[Dataset rows]
====

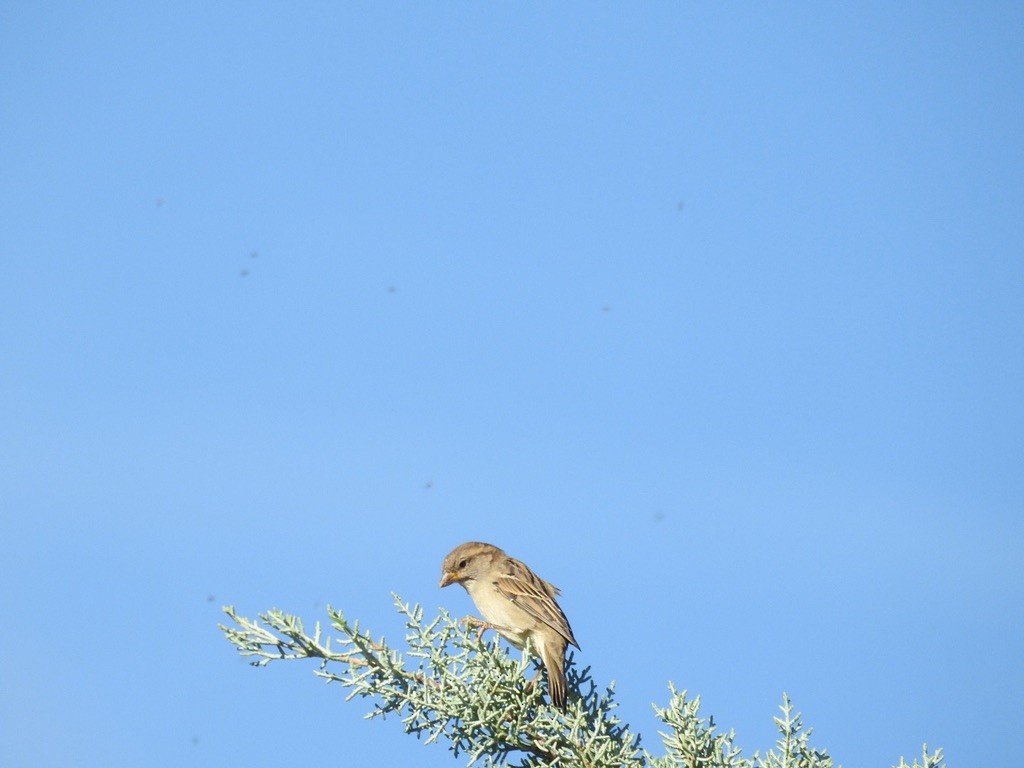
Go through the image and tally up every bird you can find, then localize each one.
[438,542,580,710]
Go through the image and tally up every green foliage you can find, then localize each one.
[220,596,944,768]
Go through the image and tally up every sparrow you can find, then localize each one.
[438,542,580,710]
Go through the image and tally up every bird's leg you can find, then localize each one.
[462,616,512,642]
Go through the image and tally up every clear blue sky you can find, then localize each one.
[0,2,1024,768]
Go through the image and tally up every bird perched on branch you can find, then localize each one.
[439,542,580,710]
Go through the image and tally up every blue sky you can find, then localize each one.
[0,3,1024,768]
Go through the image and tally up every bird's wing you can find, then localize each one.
[497,557,580,648]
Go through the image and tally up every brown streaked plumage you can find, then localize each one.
[439,542,580,709]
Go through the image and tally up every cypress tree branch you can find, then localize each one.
[219,595,945,768]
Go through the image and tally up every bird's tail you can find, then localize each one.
[541,643,568,710]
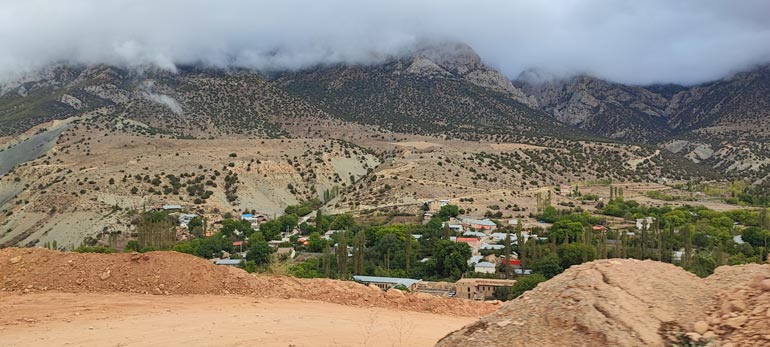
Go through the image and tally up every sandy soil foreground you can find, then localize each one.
[0,292,475,347]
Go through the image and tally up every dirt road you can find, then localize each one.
[0,292,474,347]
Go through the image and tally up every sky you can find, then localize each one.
[0,0,770,85]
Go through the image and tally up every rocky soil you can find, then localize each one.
[0,248,498,317]
[437,260,770,347]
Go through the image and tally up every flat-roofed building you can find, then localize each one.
[455,278,516,300]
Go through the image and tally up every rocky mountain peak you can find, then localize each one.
[406,42,537,107]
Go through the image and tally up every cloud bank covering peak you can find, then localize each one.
[0,0,770,84]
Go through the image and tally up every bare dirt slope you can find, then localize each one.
[437,260,770,347]
[0,248,497,317]
[0,292,473,347]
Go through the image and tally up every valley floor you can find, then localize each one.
[0,292,474,347]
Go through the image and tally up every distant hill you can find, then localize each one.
[0,43,770,182]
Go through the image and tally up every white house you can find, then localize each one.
[473,261,496,274]
[468,255,484,266]
[636,217,655,230]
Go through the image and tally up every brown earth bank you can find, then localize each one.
[437,259,770,347]
[0,248,499,317]
[0,292,473,347]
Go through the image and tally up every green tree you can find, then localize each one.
[532,253,564,279]
[556,243,596,269]
[307,231,327,253]
[430,240,472,280]
[685,252,717,277]
[246,232,273,265]
[741,227,770,247]
[548,219,583,244]
[509,274,546,299]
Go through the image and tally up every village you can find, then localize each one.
[118,197,696,300]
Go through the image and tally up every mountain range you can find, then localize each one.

====

■ WHAT IS REQUIRED:
Please reproduce the data above word for word, omitting the picture markers.

■ RESPONSE TO THE TASK:
Go through the image and tally up every bird you can find, then localize each one.
[438,542,580,710]
Go through the image and tally up every green foliage you can find, then localize each one.
[220,596,944,768]
Go through the image and tally up every sparrow you can find, then localize each one.
[438,542,580,710]
Go through the image and tally up every bird's leg you can find, then localize each one.
[462,616,512,642]
Go through the image and tally up every clear blue sky you can find, then localize each one.
[0,2,1024,768]
Go through the image and tally up every bird perched on branch you can find, then localize each one.
[439,542,580,710]
Go through the image and tally up every blue sky you can find, then localize each one.
[0,3,1024,768]
Go through the image and tally up every bird's wing you can find, then localize each one.
[497,557,580,648]
Go through the image and tally up every brown streaked plumage you can find, then localize each one.
[439,542,580,709]
Go through the image and tally up every cypress tree branch you can find, then localize each one.
[219,595,945,768]
Go through the image and tally up every bird's tail you can find, then localize each one.
[541,643,568,710]
Go through the image and tally up every sandy soil foreground you can find, then localize each one.
[0,292,475,347]
Go through the image and tally up every dirt road you can find, then localize each one.
[0,292,474,347]
Go through the image and tally up every sky you can find, then localize each one.
[0,0,770,85]
Go through the image and tally up every rocky soil you can find, then localize each one.
[0,248,498,317]
[437,260,770,347]
Go through the image and tally up every flat-roofed building you can find, then localize each one.
[455,278,516,300]
Go through the image and tally up every rocky mountain peak you can find, then localize each one.
[406,42,537,107]
Go through the image and tally up every cloud bank covering peak you can find, then localize each one.
[0,0,770,84]
Go through the image and tally up every bare dirt slope you can find, then localize each one.
[437,260,770,347]
[0,248,497,317]
[0,292,473,347]
Go through the image and tally up every valley floor you can find, then localize each one.
[0,292,474,347]
Go through the image and tally up every distant hill you can find, then localize each one.
[0,43,770,182]
Go through the image and tally up every white house you can find, then localize each one.
[473,261,496,274]
[468,255,484,266]
[636,217,655,230]
Go through the image and tally up every brown earth bank you can find, then localize each one.
[437,259,770,347]
[0,248,499,317]
[0,292,473,347]
Go through the image and tally up every green tree you can find, then localize each one.
[532,253,564,279]
[556,243,596,269]
[307,231,327,253]
[430,240,472,280]
[685,252,717,277]
[246,232,273,265]
[741,227,770,247]
[548,219,583,244]
[509,274,546,299]
Go through the image and tally up every village you can find, then localize each one.
[118,197,696,300]
Go through the image and tally up every mountain range you can find, then localize each one.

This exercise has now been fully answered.